[Object pointing dataset rows]
══════════════════════════════
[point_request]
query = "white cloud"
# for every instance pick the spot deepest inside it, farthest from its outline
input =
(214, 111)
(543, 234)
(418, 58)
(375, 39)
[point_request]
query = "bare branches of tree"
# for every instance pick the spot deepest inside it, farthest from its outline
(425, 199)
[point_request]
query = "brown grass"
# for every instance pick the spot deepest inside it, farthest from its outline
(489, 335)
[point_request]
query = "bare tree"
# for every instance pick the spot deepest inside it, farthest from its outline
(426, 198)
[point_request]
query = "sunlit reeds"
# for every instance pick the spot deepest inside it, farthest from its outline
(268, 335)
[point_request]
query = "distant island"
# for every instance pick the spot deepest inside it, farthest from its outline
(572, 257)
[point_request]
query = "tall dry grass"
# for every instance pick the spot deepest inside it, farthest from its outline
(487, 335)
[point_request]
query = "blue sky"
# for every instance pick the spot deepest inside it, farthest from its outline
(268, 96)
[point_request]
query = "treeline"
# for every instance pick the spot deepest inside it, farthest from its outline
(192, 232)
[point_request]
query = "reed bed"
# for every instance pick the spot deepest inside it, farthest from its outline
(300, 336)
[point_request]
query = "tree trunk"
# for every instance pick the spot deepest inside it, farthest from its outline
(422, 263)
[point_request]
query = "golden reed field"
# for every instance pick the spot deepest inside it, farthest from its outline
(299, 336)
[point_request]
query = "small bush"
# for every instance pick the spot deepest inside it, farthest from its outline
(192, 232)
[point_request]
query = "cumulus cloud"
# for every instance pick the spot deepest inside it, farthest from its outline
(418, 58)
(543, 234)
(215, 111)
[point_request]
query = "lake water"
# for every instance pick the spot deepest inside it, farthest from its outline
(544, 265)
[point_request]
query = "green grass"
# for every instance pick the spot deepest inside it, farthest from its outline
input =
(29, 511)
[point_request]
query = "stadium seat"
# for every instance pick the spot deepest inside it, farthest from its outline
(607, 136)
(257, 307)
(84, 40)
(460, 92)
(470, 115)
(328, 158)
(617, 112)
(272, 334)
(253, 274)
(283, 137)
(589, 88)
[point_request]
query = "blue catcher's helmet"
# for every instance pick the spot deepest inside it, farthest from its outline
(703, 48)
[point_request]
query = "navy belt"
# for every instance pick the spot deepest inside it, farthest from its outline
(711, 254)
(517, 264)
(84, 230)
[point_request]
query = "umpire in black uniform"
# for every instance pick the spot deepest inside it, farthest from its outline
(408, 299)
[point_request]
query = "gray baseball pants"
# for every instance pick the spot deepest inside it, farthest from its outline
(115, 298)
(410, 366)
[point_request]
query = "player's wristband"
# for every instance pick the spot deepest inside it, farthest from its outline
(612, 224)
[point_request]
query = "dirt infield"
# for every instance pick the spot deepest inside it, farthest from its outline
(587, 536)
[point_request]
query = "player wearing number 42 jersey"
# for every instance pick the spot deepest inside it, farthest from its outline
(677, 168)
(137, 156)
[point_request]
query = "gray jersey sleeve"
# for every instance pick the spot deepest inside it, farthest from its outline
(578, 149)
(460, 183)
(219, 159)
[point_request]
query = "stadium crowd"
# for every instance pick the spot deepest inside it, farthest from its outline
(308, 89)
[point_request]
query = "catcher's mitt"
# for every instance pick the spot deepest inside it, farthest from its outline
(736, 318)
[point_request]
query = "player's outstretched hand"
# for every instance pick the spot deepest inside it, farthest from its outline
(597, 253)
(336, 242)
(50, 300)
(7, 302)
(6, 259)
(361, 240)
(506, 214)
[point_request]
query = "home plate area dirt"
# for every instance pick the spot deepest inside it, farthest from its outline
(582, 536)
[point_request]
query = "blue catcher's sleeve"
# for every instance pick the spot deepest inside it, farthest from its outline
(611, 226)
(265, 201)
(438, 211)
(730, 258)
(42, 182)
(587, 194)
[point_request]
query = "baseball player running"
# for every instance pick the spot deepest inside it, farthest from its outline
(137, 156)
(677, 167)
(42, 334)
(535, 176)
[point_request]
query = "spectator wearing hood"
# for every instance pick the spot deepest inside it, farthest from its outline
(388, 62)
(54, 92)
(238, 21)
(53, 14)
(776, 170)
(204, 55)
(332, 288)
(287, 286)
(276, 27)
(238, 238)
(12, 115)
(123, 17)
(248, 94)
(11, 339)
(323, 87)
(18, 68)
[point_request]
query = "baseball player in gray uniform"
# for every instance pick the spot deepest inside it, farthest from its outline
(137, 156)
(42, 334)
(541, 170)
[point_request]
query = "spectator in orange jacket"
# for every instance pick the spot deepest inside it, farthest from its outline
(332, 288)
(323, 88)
══════════════════════════════
◆ **GIVEN TASK**
Exactly reproduce every line found in the records.

◆ **EXERCISE RESULT**
[point_request]
query = "white cloud"
# for every instance pick the spot deepest inside it, farthest from its outline
input =
(214, 111)
(543, 234)
(418, 58)
(375, 39)
[point_request]
query = "bare branches of tree"
# for every instance pick the spot deepest inside it, farthest from its outline
(425, 199)
[point_request]
query = "brown grass"
# for every instance pick the spot deepest inside it, farthest from its outline
(489, 335)
[point_request]
query = "bare tree"
# for every instance pick the spot deepest inside it, farthest from its outline
(426, 198)
[point_request]
query = "sunlit reeds"
# for every instance pick the spot deepest inside it, farthest from its outline
(268, 335)
[point_request]
query = "distant island"
# for every instance pick the spot deepest inside it, farthest from its outline
(572, 257)
[point_request]
query = "tall dry grass"
# for every instance pick the spot deepest inside it, farthest from its outline
(487, 335)
[point_request]
query = "blue sky"
# for every instance pick the spot deepest inside it, farthest from its outline
(268, 96)
[point_request]
query = "treeline"
# for every instance pick the spot deepest inside it, farthest from its outline
(192, 232)
[point_request]
query = "reed bed"
# for every instance pick the spot deepest inside it, farthest from its outline
(300, 336)
[point_request]
query = "tree trunk"
# for every instance pick the spot deepest inside it, farthest from its outline
(422, 263)
[point_request]
query = "golden reed field"
# for every instance pick the spot deepest inside it, farthest from its outline
(299, 336)
[point_request]
query = "small bush"
# for every instance pick the spot deepest inside it, farthest from its outline
(192, 232)
[point_request]
query = "cumulus cloud"
# for every instance pick the spot deepest inside it, farthest from its outline
(418, 58)
(543, 234)
(215, 111)
[point_request]
query = "lake water"
# for every instance pick the spot deepest inside it, farthest from its outline
(544, 265)
[point_request]
query = "green grass"
# for every instance pick the spot deepest inside it, farthest from its outline
input =
(29, 511)
[point_request]
query = "stadium seat"
# for every instance pick the spot deepest inside it, farthest from its outline
(607, 136)
(257, 307)
(84, 40)
(460, 92)
(470, 115)
(328, 158)
(617, 112)
(272, 334)
(253, 274)
(283, 137)
(589, 88)
[point_request]
query = "blue catcher's helmet"
# for every instance pick the spot deepest inside it, farthest from its outline
(703, 48)
[point_request]
query = "navy belt"
# for every instance pick the spot deepest inside it, farthest from its outline
(711, 254)
(517, 264)
(84, 230)
[point_request]
query = "umpire in black uniform"
# for every instance pick the spot deepest inside it, farthest from its outline
(408, 299)
[point_request]
query = "gray baseball pants"
# for every instance pick the spot deepest inside it, farthest from its outline
(115, 298)
(410, 366)
[point_request]
query = "player's wristband"
# for every instance pick the spot deepest inside it, farthest from its outline
(612, 224)
[point_request]
query = "dirt infield"
# for every instance pick the spot deepest inside it, farthest from its outline
(587, 536)
[point_request]
query = "player wearing number 42 jersey"
# for every instance pick the spot deepest inside it, farthest from its outline
(677, 168)
(137, 156)
[point_request]
query = "gray jersey sleeve"
# for every instance pick the spot deepest inside it, farthest from its outline
(578, 149)
(460, 183)
(219, 159)
[point_request]
query = "stadium crowd"
# for every instance pick the spot deepest inside it, farthest from its outline
(308, 89)
[point_request]
query = "catcher's mitt"
# for every instance pick the spot deepest inside it, farthest from its outline
(736, 318)
[point_request]
query = "player's outstretched hand"
# for every instance pick the spot deepest inside it, farthest from its outline
(597, 253)
(336, 242)
(50, 300)
(7, 302)
(6, 259)
(361, 240)
(506, 214)
[point_request]
query = "home plate area dirt"
# for every instance pick the spot deepest inside it, farthest from its outline
(582, 536)
[point_request]
query = "blue catcher's sleeve"
# for every instance pick the spot deepest inside it, farthest from its outline
(611, 226)
(265, 201)
(438, 211)
(730, 258)
(42, 182)
(587, 194)
[point_request]
query = "baseball player running"
# for every instance pick the spot deepest inside it, farthest from its outline
(137, 156)
(677, 167)
(42, 334)
(535, 176)
[point_request]
query = "spectator wearing hood"
# for every instance pick the spot deepest inside it, farthest from its outline
(388, 62)
(54, 92)
(238, 21)
(53, 14)
(776, 170)
(204, 55)
(332, 288)
(287, 286)
(276, 27)
(238, 238)
(12, 115)
(123, 17)
(248, 94)
(11, 339)
(323, 87)
(18, 68)
[point_request]
query = "baseball player in gray uniform"
# for every instance pick the spot deepest inside it, farthest from its outline
(137, 156)
(42, 334)
(541, 170)
[point_request]
query = "spectator in orange jacket"
# for every instance pick the spot deepest inside it, farthest from its outline
(332, 288)
(323, 88)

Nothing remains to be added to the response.